Task requirements — Output all of the records word for word and drop the images.

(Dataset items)
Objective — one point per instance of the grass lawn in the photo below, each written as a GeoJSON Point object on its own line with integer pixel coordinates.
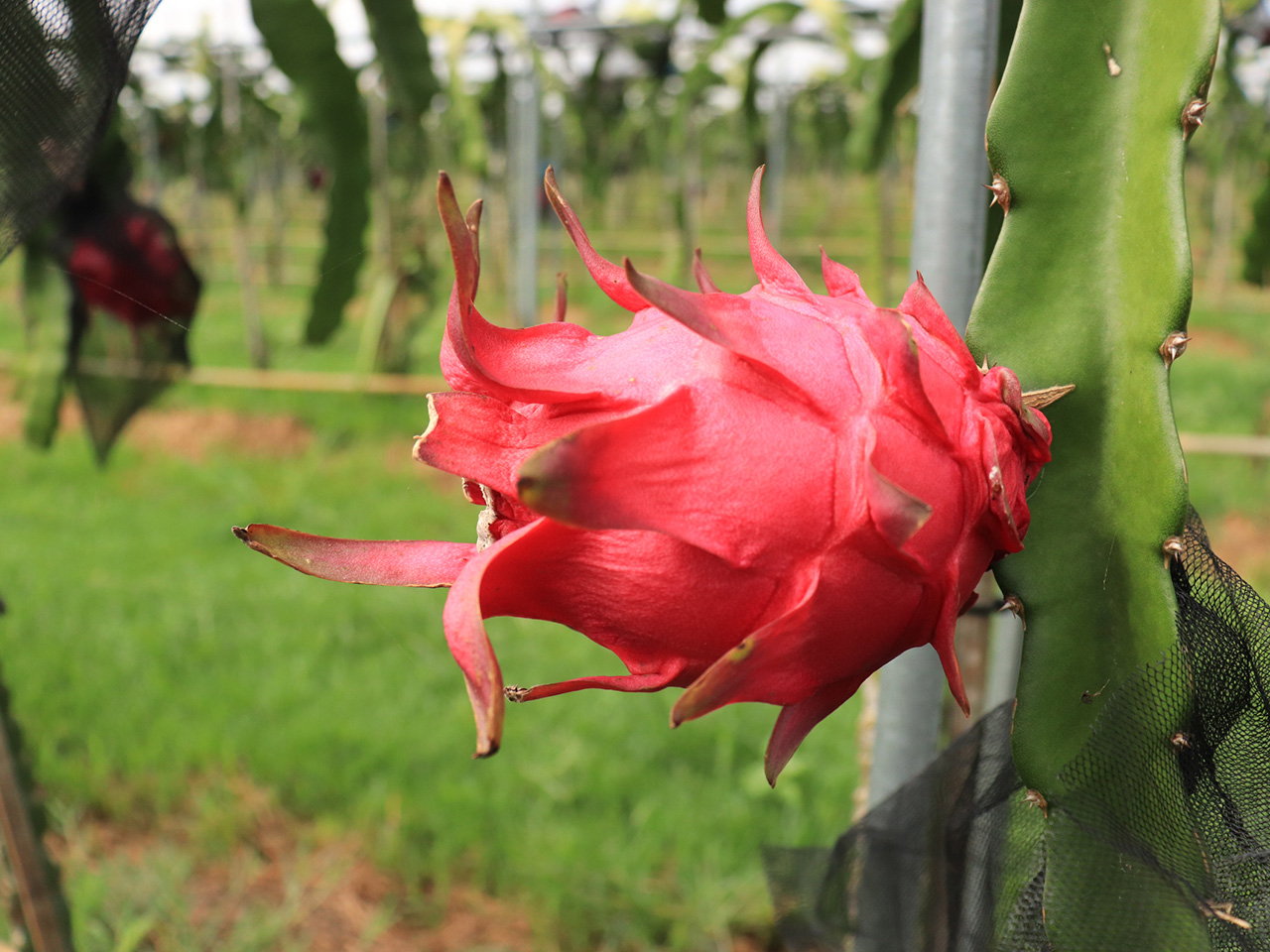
{"type": "Point", "coordinates": [158, 665]}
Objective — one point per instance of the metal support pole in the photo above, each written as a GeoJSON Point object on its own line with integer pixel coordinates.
{"type": "Point", "coordinates": [525, 181]}
{"type": "Point", "coordinates": [959, 53]}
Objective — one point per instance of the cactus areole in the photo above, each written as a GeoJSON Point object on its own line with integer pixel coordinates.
{"type": "Point", "coordinates": [758, 497]}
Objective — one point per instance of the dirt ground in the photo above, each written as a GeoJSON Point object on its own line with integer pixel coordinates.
{"type": "Point", "coordinates": [314, 892]}
{"type": "Point", "coordinates": [185, 433]}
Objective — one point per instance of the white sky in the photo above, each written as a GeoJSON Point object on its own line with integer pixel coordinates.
{"type": "Point", "coordinates": [230, 21]}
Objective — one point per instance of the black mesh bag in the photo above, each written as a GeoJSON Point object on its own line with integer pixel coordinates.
{"type": "Point", "coordinates": [63, 63]}
{"type": "Point", "coordinates": [1160, 826]}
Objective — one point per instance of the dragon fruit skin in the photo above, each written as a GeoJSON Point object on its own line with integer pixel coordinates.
{"type": "Point", "coordinates": [758, 497]}
{"type": "Point", "coordinates": [126, 262]}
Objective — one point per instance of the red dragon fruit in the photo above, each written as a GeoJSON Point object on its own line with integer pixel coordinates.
{"type": "Point", "coordinates": [758, 497]}
{"type": "Point", "coordinates": [126, 262]}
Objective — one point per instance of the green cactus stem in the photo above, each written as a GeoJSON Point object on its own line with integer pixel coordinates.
{"type": "Point", "coordinates": [1089, 281]}
{"type": "Point", "coordinates": [1091, 276]}
{"type": "Point", "coordinates": [303, 45]}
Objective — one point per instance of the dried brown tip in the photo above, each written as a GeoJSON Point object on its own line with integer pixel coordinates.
{"type": "Point", "coordinates": [1112, 66]}
{"type": "Point", "coordinates": [1015, 606]}
{"type": "Point", "coordinates": [1040, 399]}
{"type": "Point", "coordinates": [553, 189]}
{"type": "Point", "coordinates": [1193, 116]}
{"type": "Point", "coordinates": [702, 277]}
{"type": "Point", "coordinates": [1000, 189]}
{"type": "Point", "coordinates": [1224, 911]}
{"type": "Point", "coordinates": [1034, 797]}
{"type": "Point", "coordinates": [1174, 347]}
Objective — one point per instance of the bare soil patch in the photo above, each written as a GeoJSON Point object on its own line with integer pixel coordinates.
{"type": "Point", "coordinates": [186, 433]}
{"type": "Point", "coordinates": [1243, 542]}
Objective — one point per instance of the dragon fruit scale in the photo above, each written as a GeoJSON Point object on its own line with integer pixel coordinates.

Result of this exercise —
Objective — one point per instance of the grass lawn in the photo below, each written as a GeoJSON Point object on its own line with integer pixel coordinates.
{"type": "Point", "coordinates": [158, 665]}
Objective — one point per instance of the metal support pole in the photo above, each written as a GeoJSON Point object on its own line with integer pixel coordinates.
{"type": "Point", "coordinates": [525, 181]}
{"type": "Point", "coordinates": [959, 53]}
Objective — one point per instance of the cactus areole in the photo above, each written as a GeoJSON Point object on its own line with integer pixel coordinates.
{"type": "Point", "coordinates": [758, 497]}
Objective — one point per instance of the dirt ground in the photo above, each written as a GeoJSON Point object on its own line with integer pixel coordinates.
{"type": "Point", "coordinates": [314, 892]}
{"type": "Point", "coordinates": [185, 433]}
Objective — one point per instance of the white sky in the photo above, each written as a GeoJSON Point object on its own line with integer pixel coordinates.
{"type": "Point", "coordinates": [230, 21]}
Objective — one point per instance of the black mesh bag in the photo above, each written as a GeoJSON Point object on its own line with integer pixel coordinates.
{"type": "Point", "coordinates": [63, 63]}
{"type": "Point", "coordinates": [1160, 826]}
Objective — one point per instance of the dragon fruit skin in the photo above, each written as a GeoJSON Point object on its own line with integer pixel coordinates.
{"type": "Point", "coordinates": [758, 497]}
{"type": "Point", "coordinates": [126, 262]}
Objective — one point per instance of the red dragon fruit in the photo above, each written as a GeoJSON Point object on its own line with integer pixel coordinates.
{"type": "Point", "coordinates": [758, 497]}
{"type": "Point", "coordinates": [126, 262]}
Objective — one point per instance of the green cactus stem in the photo above, each written as a GeoJSON Point object on its own line with integer pixel coordinates.
{"type": "Point", "coordinates": [1089, 281]}
{"type": "Point", "coordinates": [1091, 276]}
{"type": "Point", "coordinates": [303, 45]}
Objective — one point per instance of the dried brown tip in the photo above, each written as a GeoJSON Point object on its own line with integer pixel coordinates.
{"type": "Point", "coordinates": [1112, 66]}
{"type": "Point", "coordinates": [1015, 606]}
{"type": "Point", "coordinates": [1040, 399]}
{"type": "Point", "coordinates": [553, 189]}
{"type": "Point", "coordinates": [1193, 116]}
{"type": "Point", "coordinates": [702, 277]}
{"type": "Point", "coordinates": [1000, 189]}
{"type": "Point", "coordinates": [1224, 911]}
{"type": "Point", "coordinates": [1034, 797]}
{"type": "Point", "coordinates": [1174, 347]}
Objective — one point per instance of the bare soil patch in the photo above, each written as a GeoJSON Point object on its own line with integer pixel coordinates.
{"type": "Point", "coordinates": [186, 433]}
{"type": "Point", "coordinates": [1243, 542]}
Objective — one point per instance of the dragon fruit scale in the photo above, each written as a GeoJSON Point object on its own line with integer pixel coordinates.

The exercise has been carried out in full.